◆ Task goal ◆
Copy out each line of the data below that contains the string "negative".

◆ Data records ◆
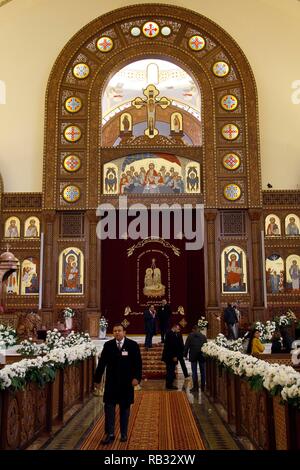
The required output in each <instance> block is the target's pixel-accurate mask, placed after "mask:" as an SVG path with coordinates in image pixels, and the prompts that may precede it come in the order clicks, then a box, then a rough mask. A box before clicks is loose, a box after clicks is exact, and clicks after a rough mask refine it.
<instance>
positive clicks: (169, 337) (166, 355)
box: [161, 330, 182, 363]
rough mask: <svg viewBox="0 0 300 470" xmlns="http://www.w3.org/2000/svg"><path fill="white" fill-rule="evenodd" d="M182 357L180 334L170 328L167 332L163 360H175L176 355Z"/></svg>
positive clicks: (162, 360) (169, 360)
mask: <svg viewBox="0 0 300 470" xmlns="http://www.w3.org/2000/svg"><path fill="white" fill-rule="evenodd" d="M180 356H181V357H182V345H181V339H180V335H179V334H178V333H176V332H175V331H173V330H169V331H168V332H167V334H166V339H165V345H164V350H163V353H162V358H161V360H162V361H163V362H165V363H168V362H174V361H173V358H174V357H177V358H179V357H180Z"/></svg>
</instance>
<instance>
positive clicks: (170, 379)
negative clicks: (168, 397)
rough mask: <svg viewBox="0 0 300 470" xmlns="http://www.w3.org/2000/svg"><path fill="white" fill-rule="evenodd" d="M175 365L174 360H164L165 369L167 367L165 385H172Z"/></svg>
mask: <svg viewBox="0 0 300 470" xmlns="http://www.w3.org/2000/svg"><path fill="white" fill-rule="evenodd" d="M175 367H176V362H174V361H170V362H166V369H167V375H166V387H171V386H172V385H173V382H174V380H175V377H176V374H175Z"/></svg>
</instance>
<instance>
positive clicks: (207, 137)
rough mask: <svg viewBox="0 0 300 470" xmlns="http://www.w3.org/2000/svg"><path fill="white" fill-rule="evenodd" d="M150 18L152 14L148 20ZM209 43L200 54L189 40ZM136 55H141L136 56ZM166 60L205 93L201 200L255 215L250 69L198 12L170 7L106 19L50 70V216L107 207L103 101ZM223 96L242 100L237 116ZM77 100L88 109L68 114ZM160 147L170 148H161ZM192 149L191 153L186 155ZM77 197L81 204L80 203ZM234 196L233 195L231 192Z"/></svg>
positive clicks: (257, 140)
mask: <svg viewBox="0 0 300 470" xmlns="http://www.w3.org/2000/svg"><path fill="white" fill-rule="evenodd" d="M149 11H151V15H150V16H149ZM149 20H151V21H154V22H156V23H157V24H158V25H159V26H160V27H163V26H168V27H169V28H170V29H171V34H169V35H168V36H163V35H162V34H159V35H158V36H156V37H155V38H148V37H145V36H143V34H142V33H141V35H140V36H139V37H135V36H133V35H131V33H130V31H131V28H132V27H139V28H140V29H142V26H143V24H144V23H145V22H146V21H149ZM194 35H200V36H202V37H204V38H205V42H206V44H205V47H204V48H203V49H202V50H200V51H197V52H196V51H194V50H192V49H191V48H190V47H189V39H190V38H191V37H192V36H194ZM103 36H108V37H110V38H111V39H112V40H113V42H114V47H113V48H112V49H111V50H110V51H109V52H106V53H103V52H100V51H99V50H98V49H97V47H96V43H97V40H98V39H99V38H101V37H103ZM137 51H138V52H137ZM146 57H147V58H149V57H155V58H162V59H167V60H169V61H173V62H174V63H175V64H178V65H179V66H181V67H182V68H183V69H185V70H186V71H187V72H188V73H189V74H191V75H192V76H193V77H194V79H195V80H196V81H197V83H198V84H199V87H200V88H201V92H202V97H203V99H202V113H201V114H202V119H203V146H202V147H201V148H194V149H193V151H194V152H195V154H197V158H198V160H199V161H200V162H201V164H202V168H203V199H202V200H203V201H204V204H205V206H206V207H207V208H251V207H252V208H253V207H256V208H257V207H260V206H261V191H260V190H258V188H261V184H260V158H259V141H258V116H257V92H256V86H255V81H254V77H253V73H252V71H251V68H250V65H249V63H248V61H247V59H246V57H245V55H244V54H243V52H242V50H241V49H240V47H239V46H238V45H237V43H236V42H235V41H234V39H233V38H232V37H231V36H230V35H229V34H228V33H226V31H224V30H223V29H222V28H221V27H220V26H218V25H217V24H216V23H214V22H213V21H211V20H209V19H208V18H206V17H204V16H202V15H200V14H197V13H194V12H193V11H190V10H187V9H184V8H181V7H176V6H174V5H164V4H142V5H133V6H126V7H125V8H121V9H118V10H114V11H112V12H110V13H107V14H105V15H103V16H101V17H99V18H97V19H95V20H94V21H92V22H91V23H89V24H88V25H86V26H85V27H83V28H82V29H81V30H80V31H79V32H78V33H77V34H76V35H75V36H74V37H73V38H72V39H71V40H70V41H69V42H68V43H67V45H66V46H65V47H64V49H63V50H62V52H61V53H60V55H59V57H58V58H57V60H56V62H55V64H54V67H53V69H52V72H51V75H50V79H49V83H48V89H47V96H46V120H45V148H44V180H43V194H44V209H48V210H50V209H64V210H66V209H71V210H73V209H94V208H95V207H97V205H98V204H99V202H100V201H101V193H100V189H99V188H100V180H101V174H100V171H101V164H100V162H101V156H102V150H101V147H100V143H101V126H100V123H101V106H100V99H101V96H102V91H103V89H104V87H105V84H106V83H107V81H108V80H109V78H110V76H111V75H112V74H113V73H115V72H116V71H118V69H120V68H121V67H123V66H124V65H126V64H128V63H130V62H132V61H134V60H138V59H141V58H146ZM219 61H225V62H226V63H227V64H228V65H229V67H230V71H229V73H228V75H227V76H225V77H223V78H220V77H217V76H215V75H214V73H213V71H212V68H213V65H214V64H215V63H216V62H219ZM78 63H85V64H87V65H88V66H89V69H90V73H89V76H88V77H87V78H86V79H84V80H79V79H76V78H75V77H74V75H73V73H72V70H73V67H74V66H75V65H76V64H78ZM225 95H234V96H236V97H237V98H238V106H237V107H236V109H235V110H233V111H232V110H231V111H228V110H226V109H224V108H223V107H222V106H221V99H222V97H224V96H225ZM71 96H75V97H79V98H80V100H81V101H82V104H83V106H82V108H81V109H80V110H79V111H78V112H77V113H68V112H67V111H66V110H65V107H64V103H65V100H66V99H67V98H68V97H71ZM227 124H233V125H236V126H237V127H238V129H239V135H238V137H237V138H236V139H235V140H226V139H225V138H224V137H223V136H222V129H223V127H224V126H225V125H227ZM68 126H79V128H80V130H81V138H80V140H78V141H77V142H73V143H70V142H68V141H67V140H65V138H64V136H63V132H64V130H65V129H66V127H68ZM158 147H159V148H161V149H162V148H165V146H164V145H163V144H162V142H158ZM188 150H191V149H189V148H188ZM75 152H76V153H77V154H78V155H79V156H80V158H81V161H82V165H81V167H80V169H79V170H78V171H76V172H68V171H66V170H65V169H64V167H63V161H64V159H65V158H66V156H68V155H70V154H73V153H75ZM232 153H234V154H236V155H237V156H238V158H239V160H240V165H239V166H238V167H237V168H236V169H232V168H230V165H227V166H226V165H225V164H224V157H225V156H226V155H227V154H232ZM68 185H75V186H76V188H77V193H76V191H75V193H76V194H75V199H76V200H74V201H73V202H68V201H66V200H64V199H63V196H62V194H63V191H64V189H65V188H66V187H67V186H68ZM228 185H238V186H239V187H240V190H241V194H240V197H239V198H238V199H235V198H232V200H229V199H228V198H227V197H225V196H224V189H225V188H226V187H227V186H228ZM78 191H79V193H80V197H78ZM229 192H230V191H229Z"/></svg>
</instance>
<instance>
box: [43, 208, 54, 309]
mask: <svg viewBox="0 0 300 470" xmlns="http://www.w3.org/2000/svg"><path fill="white" fill-rule="evenodd" d="M43 221H44V224H43V225H44V227H43V230H44V234H45V235H44V243H45V246H44V266H43V279H44V285H43V305H42V308H46V309H49V308H53V300H54V297H53V287H54V285H53V283H55V280H56V278H57V273H56V272H55V271H54V272H53V269H55V268H54V263H53V256H54V253H53V243H54V222H55V211H51V212H45V213H44V220H43Z"/></svg>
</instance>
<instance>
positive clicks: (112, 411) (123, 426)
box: [104, 403, 130, 436]
mask: <svg viewBox="0 0 300 470" xmlns="http://www.w3.org/2000/svg"><path fill="white" fill-rule="evenodd" d="M119 407H120V431H121V435H122V436H124V435H127V428H128V421H129V415H130V405H129V406H124V405H119ZM104 413H105V433H106V434H109V435H110V436H114V435H115V416H116V404H115V403H105V404H104Z"/></svg>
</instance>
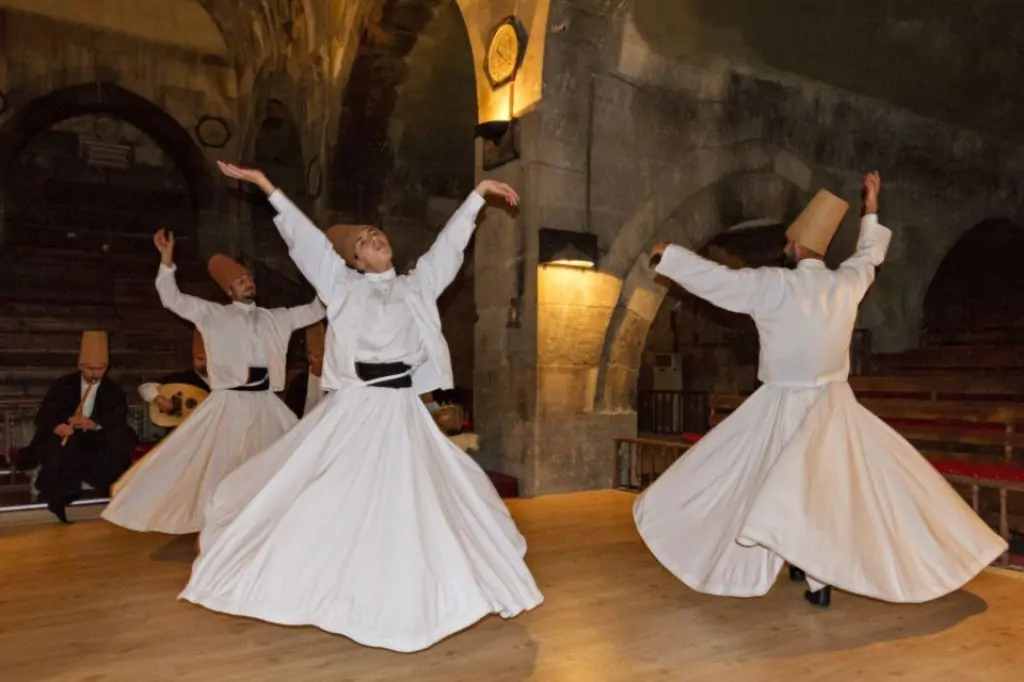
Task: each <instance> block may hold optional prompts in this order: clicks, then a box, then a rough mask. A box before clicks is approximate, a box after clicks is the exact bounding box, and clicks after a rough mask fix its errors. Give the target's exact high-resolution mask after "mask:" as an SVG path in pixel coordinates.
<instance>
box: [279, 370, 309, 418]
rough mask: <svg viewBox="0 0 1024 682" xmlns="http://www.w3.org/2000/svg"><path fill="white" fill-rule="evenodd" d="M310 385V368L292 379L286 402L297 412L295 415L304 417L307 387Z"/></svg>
mask: <svg viewBox="0 0 1024 682" xmlns="http://www.w3.org/2000/svg"><path fill="white" fill-rule="evenodd" d="M308 387H309V370H306V371H305V372H303V373H302V374H300V375H298V376H297V377H295V379H292V383H290V384H288V388H287V389H286V390H285V404H287V406H288V409H289V410H291V411H292V412H294V413H295V416H296V417H298V418H299V419H302V417H303V416H304V413H305V412H306V389H307V388H308Z"/></svg>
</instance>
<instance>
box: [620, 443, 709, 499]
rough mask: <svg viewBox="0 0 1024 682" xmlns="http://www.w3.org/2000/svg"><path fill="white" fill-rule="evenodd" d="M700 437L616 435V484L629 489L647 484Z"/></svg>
mask: <svg viewBox="0 0 1024 682" xmlns="http://www.w3.org/2000/svg"><path fill="white" fill-rule="evenodd" d="M698 437H699V436H695V435H694V436H692V437H685V438H681V439H678V440H657V439H653V438H632V437H625V436H621V437H616V438H613V441H614V444H615V475H616V478H617V480H616V487H618V488H622V489H627V491H641V489H643V488H645V487H647V486H648V485H650V484H651V483H653V482H654V480H655V479H657V477H658V476H660V475H662V474H663V473H665V471H666V469H668V468H669V467H671V466H672V465H673V464H674V463H675V461H676V460H678V459H679V458H680V457H682V455H683V454H684V453H685V452H686V451H687V450H689V449H690V447H691V446H692V444H693V443H694V442H695V441H696V440H697V439H698Z"/></svg>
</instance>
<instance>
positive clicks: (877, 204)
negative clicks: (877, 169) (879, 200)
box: [862, 171, 882, 215]
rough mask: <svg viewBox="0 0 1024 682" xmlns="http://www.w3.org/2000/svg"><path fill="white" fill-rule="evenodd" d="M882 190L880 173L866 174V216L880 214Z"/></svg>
mask: <svg viewBox="0 0 1024 682" xmlns="http://www.w3.org/2000/svg"><path fill="white" fill-rule="evenodd" d="M881 190H882V176H881V175H879V172H878V171H871V172H870V173H864V184H863V189H862V194H863V202H864V214H865V215H867V214H871V213H878V212H879V193H880V191H881Z"/></svg>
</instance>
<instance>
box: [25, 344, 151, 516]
mask: <svg viewBox="0 0 1024 682" xmlns="http://www.w3.org/2000/svg"><path fill="white" fill-rule="evenodd" d="M109 366H110V352H109V347H108V338H106V332H85V333H84V334H83V335H82V345H81V351H80V353H79V363H78V372H75V373H73V374H69V375H66V376H63V377H60V378H59V379H57V380H56V381H54V382H53V384H52V385H51V386H50V388H49V390H48V391H47V392H46V397H44V398H43V401H42V403H41V404H40V406H39V413H38V414H37V415H36V420H35V422H36V423H35V426H36V433H35V435H34V437H33V439H32V442H31V443H30V444H29V447H28V449H27V450H26V452H25V453H24V454H23V455H22V456H20V457H19V458H18V468H20V469H23V470H29V469H34V468H36V467H37V466H38V467H40V472H39V476H38V477H37V478H36V488H37V489H38V491H39V493H40V497H41V498H42V499H43V500H45V502H46V507H47V509H49V510H50V512H51V513H52V514H53V515H54V516H56V517H57V518H58V519H59V520H60V521H62V522H65V523H69V521H68V516H67V512H66V508H67V507H68V505H69V504H71V503H72V502H74V501H75V500H76V499H78V497H79V496H80V495H81V492H82V483H83V482H85V483H88V484H89V485H91V486H92V487H94V488H95V489H96V491H97V492H99V493H100V494H101V495H103V496H106V495H108V494H109V493H108V492H109V488H110V486H111V484H112V483H113V482H114V481H116V480H117V479H118V477H120V476H121V474H123V473H124V472H125V471H126V470H127V469H128V467H129V466H130V465H131V453H132V450H133V449H134V447H135V444H136V442H137V439H138V438H137V436H136V434H135V431H134V430H133V429H132V428H131V427H129V426H128V400H127V398H126V397H125V392H124V390H122V388H121V387H120V386H119V385H118V384H117V383H116V382H114V381H113V380H111V379H110V378H109V377H108V376H106V370H108V368H109Z"/></svg>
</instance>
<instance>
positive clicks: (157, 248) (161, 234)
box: [153, 229, 174, 266]
mask: <svg viewBox="0 0 1024 682" xmlns="http://www.w3.org/2000/svg"><path fill="white" fill-rule="evenodd" d="M153 244H154V246H156V247H157V251H159V252H160V262H162V263H163V264H164V265H167V266H170V265H171V264H173V263H174V232H168V231H167V230H166V229H161V230H159V231H157V233H156V235H154V236H153Z"/></svg>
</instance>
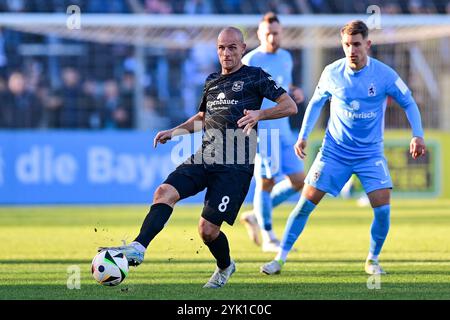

◆ Output of the exercise ◆
negative clicks: (168, 397)
negative clicks: (877, 169) (879, 200)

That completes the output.